Directions for this task:
Starting with the line that holds "find | tree foliage", copy out each remaining line of the listing below, up to and including the last one, and include nothing else.

Data provided:

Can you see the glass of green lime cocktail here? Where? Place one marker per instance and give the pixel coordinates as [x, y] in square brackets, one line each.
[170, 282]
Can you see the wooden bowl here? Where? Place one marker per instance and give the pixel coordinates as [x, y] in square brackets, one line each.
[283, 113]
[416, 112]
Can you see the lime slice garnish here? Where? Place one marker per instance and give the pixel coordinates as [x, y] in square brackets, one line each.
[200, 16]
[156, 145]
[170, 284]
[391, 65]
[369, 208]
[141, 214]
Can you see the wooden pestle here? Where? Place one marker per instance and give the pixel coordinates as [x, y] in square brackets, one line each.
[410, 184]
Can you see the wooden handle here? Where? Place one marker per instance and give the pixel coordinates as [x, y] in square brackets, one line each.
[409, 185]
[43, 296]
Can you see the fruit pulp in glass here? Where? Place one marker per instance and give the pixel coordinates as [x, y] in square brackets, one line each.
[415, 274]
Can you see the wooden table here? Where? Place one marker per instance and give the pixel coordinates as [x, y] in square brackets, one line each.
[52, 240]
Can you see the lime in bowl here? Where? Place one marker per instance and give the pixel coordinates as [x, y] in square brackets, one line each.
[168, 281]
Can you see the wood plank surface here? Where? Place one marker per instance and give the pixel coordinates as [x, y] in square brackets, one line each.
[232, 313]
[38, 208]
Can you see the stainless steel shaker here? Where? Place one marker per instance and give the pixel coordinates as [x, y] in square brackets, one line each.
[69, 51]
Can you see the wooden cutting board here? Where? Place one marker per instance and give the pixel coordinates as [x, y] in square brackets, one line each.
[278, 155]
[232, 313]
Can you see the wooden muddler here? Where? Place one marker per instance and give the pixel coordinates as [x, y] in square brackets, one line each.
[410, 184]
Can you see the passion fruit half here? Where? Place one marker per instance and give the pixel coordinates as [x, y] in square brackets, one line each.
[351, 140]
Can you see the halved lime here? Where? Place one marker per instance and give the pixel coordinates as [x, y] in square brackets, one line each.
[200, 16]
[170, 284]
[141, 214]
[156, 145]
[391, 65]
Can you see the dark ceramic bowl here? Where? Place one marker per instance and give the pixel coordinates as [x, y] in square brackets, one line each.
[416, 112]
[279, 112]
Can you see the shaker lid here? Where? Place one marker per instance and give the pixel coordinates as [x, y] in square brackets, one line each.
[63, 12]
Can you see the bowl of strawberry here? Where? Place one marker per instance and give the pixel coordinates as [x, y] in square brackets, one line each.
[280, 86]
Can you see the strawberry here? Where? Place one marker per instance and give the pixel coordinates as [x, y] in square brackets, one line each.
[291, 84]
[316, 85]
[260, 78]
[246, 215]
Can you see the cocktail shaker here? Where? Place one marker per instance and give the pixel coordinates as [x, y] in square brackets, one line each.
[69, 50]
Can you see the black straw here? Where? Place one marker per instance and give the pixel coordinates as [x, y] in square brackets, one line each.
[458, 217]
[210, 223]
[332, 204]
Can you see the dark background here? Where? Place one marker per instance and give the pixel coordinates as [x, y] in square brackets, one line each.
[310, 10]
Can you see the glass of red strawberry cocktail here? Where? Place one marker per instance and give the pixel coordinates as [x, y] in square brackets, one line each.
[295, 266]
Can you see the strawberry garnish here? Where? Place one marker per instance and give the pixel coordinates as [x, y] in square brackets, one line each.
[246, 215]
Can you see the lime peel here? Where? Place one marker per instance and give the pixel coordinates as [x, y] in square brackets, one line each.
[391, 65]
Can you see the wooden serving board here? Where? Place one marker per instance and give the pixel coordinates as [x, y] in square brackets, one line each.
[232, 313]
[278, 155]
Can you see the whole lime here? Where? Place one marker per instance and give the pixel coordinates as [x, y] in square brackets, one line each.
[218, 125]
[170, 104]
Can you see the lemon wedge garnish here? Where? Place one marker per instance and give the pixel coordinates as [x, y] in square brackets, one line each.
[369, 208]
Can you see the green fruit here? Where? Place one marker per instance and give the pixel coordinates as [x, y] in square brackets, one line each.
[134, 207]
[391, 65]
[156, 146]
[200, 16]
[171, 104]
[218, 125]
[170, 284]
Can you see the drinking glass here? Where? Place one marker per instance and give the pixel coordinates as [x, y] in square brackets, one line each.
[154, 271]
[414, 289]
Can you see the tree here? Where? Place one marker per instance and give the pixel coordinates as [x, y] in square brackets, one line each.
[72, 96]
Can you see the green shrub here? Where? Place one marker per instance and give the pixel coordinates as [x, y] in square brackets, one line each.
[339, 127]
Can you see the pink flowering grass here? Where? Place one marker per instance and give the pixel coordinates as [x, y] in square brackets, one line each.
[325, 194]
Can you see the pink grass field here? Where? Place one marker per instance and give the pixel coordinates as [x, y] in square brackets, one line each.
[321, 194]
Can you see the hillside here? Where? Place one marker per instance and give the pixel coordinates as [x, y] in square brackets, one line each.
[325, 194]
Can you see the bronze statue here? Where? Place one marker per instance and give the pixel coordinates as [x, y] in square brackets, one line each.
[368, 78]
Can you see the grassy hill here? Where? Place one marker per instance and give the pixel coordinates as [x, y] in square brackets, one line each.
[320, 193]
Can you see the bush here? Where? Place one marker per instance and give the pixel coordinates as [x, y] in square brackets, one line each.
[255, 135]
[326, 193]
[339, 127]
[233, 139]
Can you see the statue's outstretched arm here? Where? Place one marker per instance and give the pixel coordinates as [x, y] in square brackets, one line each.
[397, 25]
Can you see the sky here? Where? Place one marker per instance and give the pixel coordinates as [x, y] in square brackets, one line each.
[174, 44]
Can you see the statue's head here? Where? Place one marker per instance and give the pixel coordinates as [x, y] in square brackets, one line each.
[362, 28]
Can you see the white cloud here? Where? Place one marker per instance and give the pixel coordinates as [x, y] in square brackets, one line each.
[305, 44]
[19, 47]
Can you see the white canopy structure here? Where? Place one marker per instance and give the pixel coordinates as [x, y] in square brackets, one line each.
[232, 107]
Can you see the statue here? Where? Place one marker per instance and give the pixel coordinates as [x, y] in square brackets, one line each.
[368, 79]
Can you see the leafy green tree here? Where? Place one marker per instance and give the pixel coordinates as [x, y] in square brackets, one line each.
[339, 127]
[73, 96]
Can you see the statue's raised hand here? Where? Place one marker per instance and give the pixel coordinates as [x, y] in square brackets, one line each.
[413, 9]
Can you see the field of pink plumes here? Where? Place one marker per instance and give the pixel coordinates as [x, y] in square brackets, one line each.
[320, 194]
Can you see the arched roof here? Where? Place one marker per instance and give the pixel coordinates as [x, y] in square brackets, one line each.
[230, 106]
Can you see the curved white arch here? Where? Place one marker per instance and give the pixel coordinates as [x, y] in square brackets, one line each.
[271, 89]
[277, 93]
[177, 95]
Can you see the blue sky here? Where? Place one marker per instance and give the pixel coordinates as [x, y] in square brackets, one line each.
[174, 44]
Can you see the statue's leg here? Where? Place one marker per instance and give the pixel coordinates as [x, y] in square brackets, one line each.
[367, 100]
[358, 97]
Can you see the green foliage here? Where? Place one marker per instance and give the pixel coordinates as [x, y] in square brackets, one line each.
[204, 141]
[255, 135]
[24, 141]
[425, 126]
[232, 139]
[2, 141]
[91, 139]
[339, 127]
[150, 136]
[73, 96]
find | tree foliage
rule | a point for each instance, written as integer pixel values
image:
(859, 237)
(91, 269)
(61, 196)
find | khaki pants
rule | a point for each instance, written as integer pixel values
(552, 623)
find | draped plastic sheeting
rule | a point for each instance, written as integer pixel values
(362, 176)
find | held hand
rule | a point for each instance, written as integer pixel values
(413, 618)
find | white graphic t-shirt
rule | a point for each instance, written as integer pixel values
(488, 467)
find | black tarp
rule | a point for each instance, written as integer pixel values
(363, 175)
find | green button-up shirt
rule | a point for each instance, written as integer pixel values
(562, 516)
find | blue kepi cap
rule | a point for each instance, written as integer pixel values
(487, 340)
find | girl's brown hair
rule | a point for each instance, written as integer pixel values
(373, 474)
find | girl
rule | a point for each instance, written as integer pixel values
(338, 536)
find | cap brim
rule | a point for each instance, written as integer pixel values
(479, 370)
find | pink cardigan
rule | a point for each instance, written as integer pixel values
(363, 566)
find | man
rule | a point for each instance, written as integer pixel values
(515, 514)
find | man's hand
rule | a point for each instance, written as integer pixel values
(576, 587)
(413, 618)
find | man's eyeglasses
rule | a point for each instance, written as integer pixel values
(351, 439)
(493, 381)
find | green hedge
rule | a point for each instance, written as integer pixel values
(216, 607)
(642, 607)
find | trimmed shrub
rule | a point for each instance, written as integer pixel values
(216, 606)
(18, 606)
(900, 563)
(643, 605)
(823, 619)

Solved exercise:
find | tree foliage
rule | a point for each instance, written as integer pixel values
image:
(859, 237)
(91, 269)
(61, 196)
find | khaki pants
rule | a point for each instance, written as integer pixel values
(552, 623)
find | draped plastic sheeting
rule | a point for each instance, written as integer pixel values
(362, 176)
find | held hand
rule | a point for each instance, written as integer pixel values
(413, 618)
find | white graphic t-shirt
rule | a point for each instance, written as integer pixel values
(488, 467)
find | black tarp
rule | a point for each instance, written as integer pixel values
(363, 175)
find | green button-up shirt
rule | a point for each instance, written as integer pixel values
(562, 516)
find | blue kepi cap
rule | a point for each instance, written as integer pixel values
(487, 340)
find | girl's brown hair
rule | a point for each instance, written as integer pixel values
(373, 474)
find | girl
rule | a point for each instance, written as integer pixel values
(338, 536)
find | cap brim
rule | a point for each instance, written as integer pixel values
(479, 370)
find | pink cardigan
rule | a point for each instance, written as integer pixel values
(363, 566)
find | man
rule | a point for each instance, written as integer pixel values
(515, 514)
find | man's hand
rule | a point for each instance, written as integer pixel values
(576, 587)
(413, 618)
find | man's eyeglasses
rule | a point for each instance, written as integer pixel values
(351, 439)
(493, 381)
find | green hedge
rule | a point for each instance, written as integer pixel values
(216, 607)
(642, 607)
find | trimmed shrub
rule | a point for each instance, written as integer pixel values
(216, 606)
(18, 606)
(900, 563)
(643, 605)
(823, 619)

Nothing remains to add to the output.